begin SUPPLIED RECORDS

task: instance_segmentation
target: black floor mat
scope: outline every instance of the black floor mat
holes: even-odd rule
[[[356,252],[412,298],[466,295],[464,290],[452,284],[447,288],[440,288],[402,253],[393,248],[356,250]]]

end SUPPLIED RECORDS

**EXERCISE AIM**
Lay out each line of the data above as a Markdown table with two columns, Row and Line, giving each line its row number and omitting any blank lines.

**RESULT**
| Row | Line |
|---|---|
| 1 | task: instance_segmentation |
| 2 | target: black floor mat |
| 3 | scope: outline every instance of the black floor mat |
| 4 | holes: even-odd rule |
| 5 | [[[356,252],[412,298],[466,295],[464,290],[452,284],[447,288],[440,288],[402,253],[393,248],[356,250]]] |